The trails of California’s Los Padres National Forest, etched into sandstone, winding through chaparral, and tracing coastal ridgelines, are inherently fragile, a characteristic amplified by a rapidly changing climate. Many of these routes were forged for purposes long past—cattle drives, mining exploration, early U.S. Forest Service fire patrols—while others were trodden by the Chumash people centuries before European colonization. Some sections cling precariously to steep slopes, their existence a constant battle against gravity, shedding soil and stone with every winter storm. Close inspection reveals remnants of old bench cuts and hand-built retaining walls, half-buried or consumed by the encroaching manzanita.

Now, as droughts deepen, floods intensify, and federal budgets dwindle, this inherent fragility has accelerated, leading to a rapid deterioration of these vital pathways. Trails marked as open on official maps are literally slipping off mountainsides, and drainages carved into sandstone are obliterated by single atmospheric river events. The result is a system increasingly shaped by erosion and abandonment rather than by the agencies tasked with its preservation.

The nation’s trails are disappearing

Over the past decade, I have undertaken the restoration of hundreds of miles of Forest Service trails across the nation, from the Sierra Nevada to the eastern seaboard, often relying on outdated agency maps to locate paths that have vanished from both physical and digital landscapes. I have observed firsthand how a single missing trail line in a dataset can lead to significant discrepancies in federal budget requests, potentially altering appropriations by hundreds of thousands of dollars, as funding requests are directly tied to the total mileage recorded in an agency’s database. Similarly, an "open" trail symbol on the National Map, the comprehensive geospatial database maintained by the U.S. Geological Survey, can obscure years of damage from natural events. Corridors painstakingly cleared and maintained can disappear within a single season without continuous upkeep.

* Collection entries
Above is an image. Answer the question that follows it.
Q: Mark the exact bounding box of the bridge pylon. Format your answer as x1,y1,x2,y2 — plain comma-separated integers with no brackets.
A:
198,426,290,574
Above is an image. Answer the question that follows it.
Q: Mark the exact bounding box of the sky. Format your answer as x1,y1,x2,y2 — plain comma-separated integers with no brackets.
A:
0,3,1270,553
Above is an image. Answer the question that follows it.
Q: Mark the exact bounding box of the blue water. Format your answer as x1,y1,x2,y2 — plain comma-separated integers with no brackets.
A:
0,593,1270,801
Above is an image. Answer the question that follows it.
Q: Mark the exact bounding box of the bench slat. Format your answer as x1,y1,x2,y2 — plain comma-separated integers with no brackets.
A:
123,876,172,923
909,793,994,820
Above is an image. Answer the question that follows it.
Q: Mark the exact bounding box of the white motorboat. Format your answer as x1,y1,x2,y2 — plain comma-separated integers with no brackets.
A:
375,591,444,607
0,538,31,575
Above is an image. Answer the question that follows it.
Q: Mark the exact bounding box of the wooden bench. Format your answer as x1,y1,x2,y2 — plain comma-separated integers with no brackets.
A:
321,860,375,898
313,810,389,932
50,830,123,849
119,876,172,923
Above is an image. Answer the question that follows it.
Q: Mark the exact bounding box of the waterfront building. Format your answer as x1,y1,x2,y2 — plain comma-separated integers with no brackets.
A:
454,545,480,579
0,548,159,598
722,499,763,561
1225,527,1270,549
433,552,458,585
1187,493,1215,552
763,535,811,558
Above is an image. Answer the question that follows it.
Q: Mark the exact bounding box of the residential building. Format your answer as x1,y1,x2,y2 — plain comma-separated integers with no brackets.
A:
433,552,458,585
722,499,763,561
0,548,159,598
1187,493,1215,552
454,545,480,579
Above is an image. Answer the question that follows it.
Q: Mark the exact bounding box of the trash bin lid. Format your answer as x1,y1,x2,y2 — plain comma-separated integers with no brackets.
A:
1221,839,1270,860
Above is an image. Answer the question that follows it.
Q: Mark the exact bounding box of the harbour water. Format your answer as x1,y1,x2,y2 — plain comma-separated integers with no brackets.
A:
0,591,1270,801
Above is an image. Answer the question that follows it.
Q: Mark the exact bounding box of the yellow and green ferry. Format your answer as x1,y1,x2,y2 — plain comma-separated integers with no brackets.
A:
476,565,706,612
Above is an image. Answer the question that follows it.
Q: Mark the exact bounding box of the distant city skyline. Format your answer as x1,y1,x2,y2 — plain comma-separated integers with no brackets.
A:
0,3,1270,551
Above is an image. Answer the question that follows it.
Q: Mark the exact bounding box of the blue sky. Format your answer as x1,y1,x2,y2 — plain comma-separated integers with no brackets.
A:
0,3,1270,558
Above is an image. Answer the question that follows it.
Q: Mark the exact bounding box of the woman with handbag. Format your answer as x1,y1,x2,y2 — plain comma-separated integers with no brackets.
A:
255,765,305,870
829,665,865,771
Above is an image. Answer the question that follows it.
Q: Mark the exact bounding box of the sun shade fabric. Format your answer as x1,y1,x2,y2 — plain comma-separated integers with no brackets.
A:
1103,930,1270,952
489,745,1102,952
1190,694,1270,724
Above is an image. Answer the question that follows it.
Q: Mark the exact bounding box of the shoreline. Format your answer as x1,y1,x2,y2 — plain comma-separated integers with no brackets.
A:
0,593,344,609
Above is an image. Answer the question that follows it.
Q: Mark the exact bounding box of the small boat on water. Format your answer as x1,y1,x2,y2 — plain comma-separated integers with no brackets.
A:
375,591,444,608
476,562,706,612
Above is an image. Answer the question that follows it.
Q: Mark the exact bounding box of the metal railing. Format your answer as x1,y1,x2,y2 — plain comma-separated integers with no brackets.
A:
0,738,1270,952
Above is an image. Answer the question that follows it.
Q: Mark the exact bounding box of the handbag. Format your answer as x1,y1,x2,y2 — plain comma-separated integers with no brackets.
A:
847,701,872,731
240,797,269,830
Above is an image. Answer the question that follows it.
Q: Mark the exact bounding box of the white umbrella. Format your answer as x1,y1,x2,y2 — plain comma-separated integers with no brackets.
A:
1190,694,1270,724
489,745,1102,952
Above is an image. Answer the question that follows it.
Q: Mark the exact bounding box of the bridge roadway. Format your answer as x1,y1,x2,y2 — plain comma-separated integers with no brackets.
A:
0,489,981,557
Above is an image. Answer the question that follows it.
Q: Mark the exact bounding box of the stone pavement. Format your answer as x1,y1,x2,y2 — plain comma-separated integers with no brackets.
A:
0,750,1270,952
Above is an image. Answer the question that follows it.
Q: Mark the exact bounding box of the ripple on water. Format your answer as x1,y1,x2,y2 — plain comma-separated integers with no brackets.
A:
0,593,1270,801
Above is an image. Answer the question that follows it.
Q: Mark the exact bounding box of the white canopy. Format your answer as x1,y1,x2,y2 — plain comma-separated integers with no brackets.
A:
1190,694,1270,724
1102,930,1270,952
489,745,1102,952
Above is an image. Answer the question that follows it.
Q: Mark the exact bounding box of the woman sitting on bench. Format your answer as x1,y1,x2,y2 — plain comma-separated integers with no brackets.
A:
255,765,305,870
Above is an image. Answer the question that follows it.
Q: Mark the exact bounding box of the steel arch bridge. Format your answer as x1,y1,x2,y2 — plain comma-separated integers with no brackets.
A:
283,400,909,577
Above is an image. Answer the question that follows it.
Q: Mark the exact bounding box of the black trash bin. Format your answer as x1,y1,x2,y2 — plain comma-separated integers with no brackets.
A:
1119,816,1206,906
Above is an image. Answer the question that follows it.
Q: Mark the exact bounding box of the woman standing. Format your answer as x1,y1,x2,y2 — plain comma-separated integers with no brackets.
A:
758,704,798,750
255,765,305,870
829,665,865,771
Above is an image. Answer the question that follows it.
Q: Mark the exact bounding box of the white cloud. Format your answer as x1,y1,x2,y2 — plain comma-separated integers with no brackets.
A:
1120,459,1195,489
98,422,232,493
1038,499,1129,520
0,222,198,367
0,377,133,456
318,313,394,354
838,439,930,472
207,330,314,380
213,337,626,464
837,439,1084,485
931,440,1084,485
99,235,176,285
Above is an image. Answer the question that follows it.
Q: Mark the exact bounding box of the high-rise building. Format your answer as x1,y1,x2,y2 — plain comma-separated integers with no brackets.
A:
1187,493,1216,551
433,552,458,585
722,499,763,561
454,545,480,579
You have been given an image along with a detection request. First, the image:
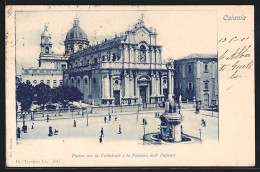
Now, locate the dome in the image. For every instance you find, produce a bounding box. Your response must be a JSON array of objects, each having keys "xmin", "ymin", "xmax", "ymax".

* TASK 1
In the trails article, which agency maintains the National Map?
* TASK 2
Write the next part of the trails article, picking up after its final sentence.
The data is separate material, unrelated to the trails article.

* REPLY 1
The U.S. Geological Survey.

* REPLY 2
The U.S. Forest Service manages an immense network, boasting over 370,000 miles of roads—enough to circumnavigate the Earth nearly fifteen times—and approximately 160,000 miles of trails, representing 85% of all trails on federal lands. Despite this vast infrastructure, a 2013 Government Accountability Office report revealed that only about 25% of these trails met agency standards for maintenance and public safety. Alarmingly, just 37% of the national trail network receives any form of maintenance annually, leaving a substantial portion to fade from both the landscape and public awareness.

A stark internal report released by the Forest Service in December 2025 underscored the dire state of its trail system. A "Trail Program Status Report," shared with me and also obtained by The Washington Post, detailed Forest Service districts experiencing losses of up to 100% of their trail staff, the disappearance of hundreds of years of accumulated trail expertise, and widespread burnout and declining morale. The miles of trails maintained were 22% below average, and the number of miles meeting maintenance standards had dropped by 19%, marking the lowest level in fifteen years.

The nation’s trails are disappearing

This decay is a direct consequence of decades of underfunding. According to a 2022 Congressional report, the agency estimates a $460 million backlog in trail maintenance alone, which is part of a larger $10.8 billion overall infrastructure deficit. Natural disasters such as wildfires, floods, and widespread beetle kill are erasing infrastructure at a pace far exceeding the capacity of available staff to rebuild. Across the Western United States, volunteers and small non-profit organizations have become the de facto caretakers of these national systems.

The maps accompanying this narrative aim to let the landscape and data illustrate the challenges facing trails. Each depicted location tells a version of the same story: due to climate change, natural disasters, wildfire, and a chronic lack of resources, our trails are vanishing at a rate that outpaces our ability to maintain public lands.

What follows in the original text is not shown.